# AIM OF THE EXERCISE
The answer is to be the full listing, unchanged in every line.
(DATA EXCERPTS begins)
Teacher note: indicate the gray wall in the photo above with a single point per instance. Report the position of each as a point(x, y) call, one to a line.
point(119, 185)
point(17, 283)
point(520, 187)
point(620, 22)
(DATA EXCERPTS ends)
# WRITTEN RESPONSE
Teacher note: indicate the gray wall in the photo above with a single point per instance. Report the position of each as a point(x, y) call, one to a line.
point(119, 185)
point(17, 283)
point(520, 187)
point(620, 22)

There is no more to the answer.